It was a 2004 airprox between a Tornado and an AS332L helicopter in uncontrolled Class G airspace that triggered Bristow to pioneer the integration of ACAS2 into helicopters after a successful series of trials.
For an overview of how military air accidents are investigated in the UK see this presentation given by the head of the Farnborough based Military Air Accident Investigation Branch (MilAAIB) to the European Society of Air Safety Investigators (ESASI) in 2012. The Service Inquiry Panel, the MilAAIB and the Director General MAA should be congratulated for a through investigation and analysis.
Users of the airspace in the Moray area should be aware that since the accident RAF Lossiemouth has formed as Local Airspace Users’ Working Group.
UPDATE 19 October 2015: In 2014 the probability of a mid air collision between a Typhoon and a commercial air transport aircraft was stated as being 1 in 680 per annum (of RAF operation), reducing to 1 in 5000 with a collision warning system.
Eurofighter Typhoon / Learjet Germany – June 2014
On 23 June 2014, a mid-air collision occurred over Olsberg North Rhine-Westphalia between a Luftwaffe Eurofighter Typhoon and a civilian Learjet 35, registration D-CGFI. The Learjet was operated by GFD, a German defence contractor that provide target towing and other training services. The Learjet and two Typhoons were involved in an interception exercise when the collision occurred between the Learjet and one Typhoon. The civilian aircraft crashed and both crew members died. The damaged Eurofighter performed an emergency landing at Nörvenich Air Base. The Federal Bureau of Aircraft Accidents Investigation (BFU) has commenced its investigation. The Flight Data Recorder and Cockpit Voice Recorder from the Learjet have been recovered and recorded data from the Typhoon secured. In Germany, as in the UK, air accidents involving both civil and military aircraft are investigated by the civilian accident investigation body.
UPDATE 7 October 2014: The BFU have issued their interim report.
Although not relevant in this case, in the UK it has been pointed out that the RAF does not have a CWS programme approved for the Typhoon (as it does now for Tornado). RAF use of the Tornado is currently expected to continue into the 2018/19 financial year.
UPDATE 20 August 2014: Tornados, Italy - August 2014
UPDATE 22 October 2014: F-16s, US October 2014 Two F-16s of the Oklahoma Air National Guard collided with the loss of one aircraft.
UPDATE 22 March 2015: Details emerged on this accident.

•••

*Description of the task*. Extend the piece above on military mid-air collisions, starting right after its final sentence.

•••

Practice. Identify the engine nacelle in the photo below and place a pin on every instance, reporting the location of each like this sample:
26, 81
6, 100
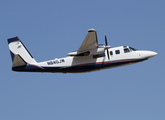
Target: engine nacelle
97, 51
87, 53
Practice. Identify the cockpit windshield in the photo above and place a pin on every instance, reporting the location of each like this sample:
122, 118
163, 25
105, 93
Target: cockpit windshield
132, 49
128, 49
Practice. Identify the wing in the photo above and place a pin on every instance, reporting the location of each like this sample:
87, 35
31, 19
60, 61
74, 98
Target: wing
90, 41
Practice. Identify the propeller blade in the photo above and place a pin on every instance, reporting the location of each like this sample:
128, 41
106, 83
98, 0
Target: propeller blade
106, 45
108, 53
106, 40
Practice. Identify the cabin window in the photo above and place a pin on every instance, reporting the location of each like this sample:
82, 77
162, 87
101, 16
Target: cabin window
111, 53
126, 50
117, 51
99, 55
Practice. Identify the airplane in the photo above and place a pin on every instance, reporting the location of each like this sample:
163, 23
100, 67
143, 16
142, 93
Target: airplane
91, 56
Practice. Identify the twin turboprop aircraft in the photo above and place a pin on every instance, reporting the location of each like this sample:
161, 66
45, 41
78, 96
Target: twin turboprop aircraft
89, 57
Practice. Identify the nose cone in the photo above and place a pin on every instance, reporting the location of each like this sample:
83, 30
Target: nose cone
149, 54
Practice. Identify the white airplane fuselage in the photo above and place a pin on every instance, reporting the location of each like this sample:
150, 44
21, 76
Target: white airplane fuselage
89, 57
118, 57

•••

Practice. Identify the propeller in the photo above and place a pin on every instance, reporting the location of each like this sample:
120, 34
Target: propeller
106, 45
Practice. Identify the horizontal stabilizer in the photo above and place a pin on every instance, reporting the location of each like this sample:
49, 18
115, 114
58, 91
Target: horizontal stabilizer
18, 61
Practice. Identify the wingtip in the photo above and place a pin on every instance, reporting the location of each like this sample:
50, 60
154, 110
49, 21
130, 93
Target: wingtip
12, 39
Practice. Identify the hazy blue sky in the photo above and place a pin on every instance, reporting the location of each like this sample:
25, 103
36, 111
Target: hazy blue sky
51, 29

•••

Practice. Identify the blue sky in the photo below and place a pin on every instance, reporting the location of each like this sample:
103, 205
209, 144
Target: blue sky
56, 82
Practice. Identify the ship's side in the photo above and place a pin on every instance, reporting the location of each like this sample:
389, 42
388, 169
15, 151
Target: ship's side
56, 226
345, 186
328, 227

•••

*Exercise result*.
UPDATE 8 Dec 2014: EASA have issued the following press release (emphasis added):
The European Aviation Safety Agency (EASA) received a request from the European Commission to investigate a series of near mid-air collisions between European passenger aeroplanes and military aircraft during recent months. These incidents have taken place over the sea at the border of the European Union (EU). As reported by different EU member states, the transponder of the military aircraft were inactive and it was not possible to establish a radio contact with them. This may have caused an immediate safety hazard to civil aviation. João Aguiar Machado, Director General for Mobility and Transport at the European Commission declared: “the support of EASA will be essential in further identifying appropriate solutions and follow-up measures to address such events at the European level”. Patrick Ky, EASA Executive Director said: “this is a very serious issue. We will consult and interview all the relevant civil and military bodies in order to gather the necessary information to complete our analysis”. The analysis will aim at identifying the causes of the near mid-air collisions and provide recommendations on how to minimise the potential safety impact of these events on civil aviation. EASA will deliver its recommendations to the European Commission in March 2015.
UPDATE 20 February 2015: More details on the October 2014 F-16 collision can be found here: Near-disaster: This F-16 landed after half its wing was sheared off
UPDATE 20 November 2016: We report on a Military Airprox in Sweden
UPDATE 12 December 2016: USAF Releases Its Investigation into F-16, Cessna Collision
An F-16CM and a private Cessna collided in July 2015 because neither aircraft could see each other and there was poor direction by an air traffic controller…
…a controller directed the Viper [F-16] to turn 180 degrees near a small airfield near the town of Moncks Corner. A Cessna 150M had taken off and was ascending into the path of the F-16. The Air Force pilot had an obstructed view and insufficient time to avoid a collision.
The investigation found that the controller’s direction to send the F-16 to a near uncontrolled airfield, the timing of those directives, and the pilot’s non-use of additional systems such as those that scan for civilian transponders contributed to the crash.
The National Transportation Safety Board has already released its investigation.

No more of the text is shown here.